SOURCE EXCERPT

====

This tiny market packs in as much as possible with two floors and an abundance of fresh fruits and vegetables that spill out onto the sidewalk, enticing passersby. Here you will find a colorful selection of staple Chinese vegetables including sweet snow pea leaves, pretty and slender Chinese eggplants, and irresistible garlic chives with delicate buds at the tips. You’ll get all the necessary cuts — including pork belly and chicken feet — at the butcher and seafood department, though they may run out of more popular items by late afternoon. The downstairs is dedicated to packaged foods, teas, dried and canned goods, and snacks and candies. Asian Fresh Food Market, down the street in the footprint of the gone-but-not-forgotten Imperial Inn, which was once considered to be the oldest restaurant in Chinatown, also offers a lot in a small space.

Hung Vuong Food Market

6410-42 Frankford Avenue #22, Mayfair/Tacony, inside the Mayfair Shopping Center

Much larger than its Philadelphia Chinatown counterpart, Heng Fa, and with much more parking, this sibling to the Hung Vuong in South Philly is part of a growing regional empire and a welcome addition for Mayfair/Tacony’s growing Fujianese and Vietnamese community, as well as its non-Asian residents. Here you will find all the bok choy, Shanghai tips, bitter melon, and assorted cabbages for easy stir fries; colorful tropical fruits; and necessary spices and herbs including goji berries, snow fungus, lotus seeds, long pepper (popular in Indian and Chinese cuisine), and white cardamom pods. The seafood selection is gorgeous; the mollusks alone — Oysters! Conches! Scallops! Snails! So many sizes of clams! — is breathtaking. “They have really awesome produce and they also clean fresh fish for you. The market is a great uniter for the diverse communities in Northeast Philadelphia,” says Alex Balloon, the executive director of the Tacony Community Development Corporation.

====

DATA
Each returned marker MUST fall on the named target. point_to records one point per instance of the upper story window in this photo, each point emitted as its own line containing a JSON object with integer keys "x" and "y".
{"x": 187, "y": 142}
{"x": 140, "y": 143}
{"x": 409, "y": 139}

====

TASK TO CARRY OUT
In the market guide excerpt, which former restaurant's footprint does Asian Fresh Food Market occupy?

ANSWER TO THIS TASK
The Imperial Inn, once considered the oldest restaurant in Chinatown.